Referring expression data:
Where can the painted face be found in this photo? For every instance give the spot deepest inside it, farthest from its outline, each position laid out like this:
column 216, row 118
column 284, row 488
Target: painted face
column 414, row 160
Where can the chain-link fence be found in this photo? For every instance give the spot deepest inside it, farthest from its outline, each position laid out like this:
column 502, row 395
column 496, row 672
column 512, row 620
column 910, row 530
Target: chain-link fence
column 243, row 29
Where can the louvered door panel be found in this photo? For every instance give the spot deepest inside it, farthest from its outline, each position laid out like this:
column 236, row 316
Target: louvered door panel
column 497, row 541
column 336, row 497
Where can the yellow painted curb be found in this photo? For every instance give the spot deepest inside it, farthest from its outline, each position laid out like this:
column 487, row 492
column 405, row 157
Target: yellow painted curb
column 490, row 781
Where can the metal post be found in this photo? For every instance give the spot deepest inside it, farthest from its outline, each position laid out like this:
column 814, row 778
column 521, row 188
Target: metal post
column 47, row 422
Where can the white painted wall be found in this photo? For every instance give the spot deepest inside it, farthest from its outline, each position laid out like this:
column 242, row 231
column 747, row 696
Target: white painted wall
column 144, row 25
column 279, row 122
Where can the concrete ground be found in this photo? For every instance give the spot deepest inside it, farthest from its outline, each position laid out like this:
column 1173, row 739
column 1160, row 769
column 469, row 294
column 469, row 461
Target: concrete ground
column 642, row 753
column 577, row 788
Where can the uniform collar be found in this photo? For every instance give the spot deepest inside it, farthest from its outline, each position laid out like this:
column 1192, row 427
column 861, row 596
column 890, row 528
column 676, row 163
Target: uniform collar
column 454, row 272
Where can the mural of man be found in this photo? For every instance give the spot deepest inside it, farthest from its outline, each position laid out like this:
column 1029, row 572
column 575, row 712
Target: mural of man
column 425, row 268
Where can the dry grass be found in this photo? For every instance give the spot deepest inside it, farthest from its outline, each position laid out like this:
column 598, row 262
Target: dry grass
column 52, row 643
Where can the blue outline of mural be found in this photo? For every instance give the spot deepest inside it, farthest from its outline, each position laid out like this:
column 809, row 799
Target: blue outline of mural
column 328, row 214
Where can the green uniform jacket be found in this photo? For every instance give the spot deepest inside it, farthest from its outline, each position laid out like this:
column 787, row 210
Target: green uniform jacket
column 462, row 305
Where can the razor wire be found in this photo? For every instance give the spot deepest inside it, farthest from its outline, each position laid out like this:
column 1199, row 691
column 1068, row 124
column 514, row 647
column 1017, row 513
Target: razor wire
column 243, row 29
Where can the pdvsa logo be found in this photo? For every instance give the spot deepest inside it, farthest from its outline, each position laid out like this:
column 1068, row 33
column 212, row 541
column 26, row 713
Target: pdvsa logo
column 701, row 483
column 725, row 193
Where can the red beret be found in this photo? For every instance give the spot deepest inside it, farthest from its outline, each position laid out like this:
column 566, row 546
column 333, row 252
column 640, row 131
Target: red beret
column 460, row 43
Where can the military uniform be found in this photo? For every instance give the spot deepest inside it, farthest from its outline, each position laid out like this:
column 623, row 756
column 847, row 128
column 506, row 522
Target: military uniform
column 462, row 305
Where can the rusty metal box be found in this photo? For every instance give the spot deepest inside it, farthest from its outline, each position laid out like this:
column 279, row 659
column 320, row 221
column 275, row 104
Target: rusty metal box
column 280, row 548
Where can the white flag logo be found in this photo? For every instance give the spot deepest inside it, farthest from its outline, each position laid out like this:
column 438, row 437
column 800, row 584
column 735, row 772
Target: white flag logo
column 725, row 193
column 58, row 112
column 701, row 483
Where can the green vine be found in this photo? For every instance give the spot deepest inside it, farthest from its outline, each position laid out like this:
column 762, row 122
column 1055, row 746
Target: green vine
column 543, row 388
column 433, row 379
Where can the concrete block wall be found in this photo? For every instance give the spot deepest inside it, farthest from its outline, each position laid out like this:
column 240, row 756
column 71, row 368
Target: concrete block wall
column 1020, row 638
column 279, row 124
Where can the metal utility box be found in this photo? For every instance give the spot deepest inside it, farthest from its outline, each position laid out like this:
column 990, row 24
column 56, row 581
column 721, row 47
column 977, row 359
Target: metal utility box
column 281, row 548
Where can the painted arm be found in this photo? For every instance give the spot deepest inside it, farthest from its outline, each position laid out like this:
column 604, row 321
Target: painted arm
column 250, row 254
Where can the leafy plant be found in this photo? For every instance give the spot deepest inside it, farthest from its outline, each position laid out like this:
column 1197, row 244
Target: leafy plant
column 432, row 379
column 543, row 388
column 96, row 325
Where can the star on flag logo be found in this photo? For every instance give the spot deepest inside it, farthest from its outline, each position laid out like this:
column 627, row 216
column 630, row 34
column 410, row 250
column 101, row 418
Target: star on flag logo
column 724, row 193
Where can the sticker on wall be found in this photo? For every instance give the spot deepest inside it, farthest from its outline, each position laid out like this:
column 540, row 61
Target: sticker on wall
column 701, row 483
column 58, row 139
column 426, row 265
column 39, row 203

• _The problem_: Copy down the whole of the data above, matching it exactly.

• _Problem solution_:
Where can the painted face be found in this photo? For every instance give the spot deepest inside it, farthest from its outline, each position laid out like this:
column 216, row 118
column 284, row 488
Target: painted face
column 414, row 160
Where can the chain-link fence be found in this photo? For every instance give the spot deepest inside it, farthest from its outline, each position laid out like this:
column 502, row 395
column 496, row 672
column 512, row 620
column 910, row 530
Target: chain-link fence
column 243, row 29
Where can the louvered door panel be found in this photo? For every instance give the spot deepest inside it, farthest from its outline, each position laid out like this:
column 236, row 316
Target: louvered door panel
column 497, row 541
column 336, row 497
Where can the yellow painted curb be found in this photo? For every instance give the spot deepest inside it, farthest from its outline, each position laid out like this:
column 487, row 492
column 405, row 157
Target: yellow painted curb
column 490, row 781
Where can the metal post be found in this photo? For every instance give the spot deepest inside it, farthest from its outline, each position laid out like this:
column 814, row 778
column 521, row 188
Target: metal post
column 47, row 422
Where can the white painted wall be found in this photo? For every instance give the spot deepest inside it, farthest from its outline, each position laid out like this:
column 242, row 231
column 747, row 696
Target: white painted wall
column 144, row 25
column 279, row 122
Where can the concrete ground be found in this photo? For every instance give the spot deepest inside it, farthest from its outline, each position laid out like this:
column 1173, row 739
column 1160, row 769
column 469, row 294
column 469, row 461
Target: concrete ground
column 642, row 753
column 577, row 788
Where can the uniform collar be found in this photo? For every instance give the spot deepest inside it, farthest from its outline, each position laid out like this:
column 1192, row 427
column 861, row 596
column 890, row 528
column 676, row 163
Target: uniform collar
column 454, row 272
Where can the mural of man be found in this photo? For every instance give the spot deepest inside it, farthest from its outline, each position laid out like this:
column 1029, row 572
column 575, row 712
Target: mural of man
column 425, row 268
Where can the dry grass be found in this photo? For every instance give the spot deepest inside it, farthest from its outline, each position laid out like this:
column 598, row 262
Target: dry grass
column 52, row 643
Where can the blue outline of mural be found in this photo? For every instance give the spot deepest inside it, farthest from its outline, each position laid out like this:
column 809, row 799
Target: blue outline of mural
column 328, row 214
Where can the green uniform jacket be found in this photo? For every instance give the spot deepest inside it, farthest from its outline, each position laid out like this:
column 787, row 210
Target: green uniform jacket
column 462, row 305
Where can the razor wire be found in this photo? For every instance give the spot deepest inside it, farthest from its outline, each position laid out like this:
column 1199, row 691
column 1068, row 124
column 514, row 647
column 1017, row 513
Target: razor wire
column 243, row 29
Where can the pdvsa logo be found in this photo? For every instance give the spot deepest inside it, farthest from its outline, each position laid out like this:
column 1068, row 33
column 212, row 541
column 26, row 713
Target: pdvsa logo
column 701, row 483
column 725, row 193
Where can the red beret be found in this photo? For every instance give the spot deepest inside it, farthest from its outline, each position laid out like this:
column 566, row 546
column 333, row 252
column 640, row 131
Target: red beret
column 460, row 43
Where can the military uniform be found in this photo? For every instance give the spot deepest inside it, farthest from its outline, each position laid out like this:
column 623, row 756
column 847, row 128
column 506, row 522
Target: military uniform
column 462, row 305
Where can the rusty metal box be found in this photo? For every instance give the spot deepest inside it, farthest from its outline, each position laid out like this:
column 279, row 659
column 320, row 221
column 275, row 104
Target: rusty metal box
column 280, row 548
Where can the white flag logo be found in this photo? For every instance give the spot deepest inside it, farthest from its outline, each position laid out like this:
column 438, row 437
column 800, row 584
column 735, row 772
Target: white flag logo
column 725, row 193
column 58, row 112
column 701, row 483
Where can the green vine be found in this photo? For every instance give the spot deepest inside it, farthest from its outline, each position laid out like this:
column 762, row 122
column 1055, row 746
Target: green vine
column 543, row 388
column 433, row 379
Where can the concrete block wall be found in this photo? For every instance give the spot deepest inside it, farthest from its outline, each position laid out like this:
column 240, row 756
column 71, row 368
Target: concrete block wall
column 1020, row 638
column 279, row 124
Where can the metal utility box be found in this photo? For every instance give the spot deepest inside it, farthest from its outline, each position laid out like this:
column 990, row 24
column 56, row 581
column 721, row 47
column 977, row 359
Target: metal utility box
column 281, row 548
Where can the painted arm be found in this photo? For every instance give the spot deepest inside it, farthest from its outline, each position laid out like this:
column 604, row 321
Target: painted arm
column 250, row 254
Where can the leafy plant be found in this photo? For every instance give the spot deepest inside it, farthest from its outline, each position laid out like this:
column 1197, row 244
Target: leafy plant
column 432, row 379
column 543, row 388
column 96, row 325
Where can the star on flag logo be found in this photo? For every instance give the spot deepest inside it, farthest from its outline, each position laid out like this:
column 627, row 216
column 630, row 34
column 410, row 250
column 101, row 418
Target: star on flag logo
column 724, row 193
Where can the sticker on wall be found in this photo? For every instance give the spot deepest inside it, farthest from its outline, each position laid out like this:
column 540, row 61
Target: sticker on wall
column 701, row 483
column 58, row 139
column 426, row 265
column 39, row 203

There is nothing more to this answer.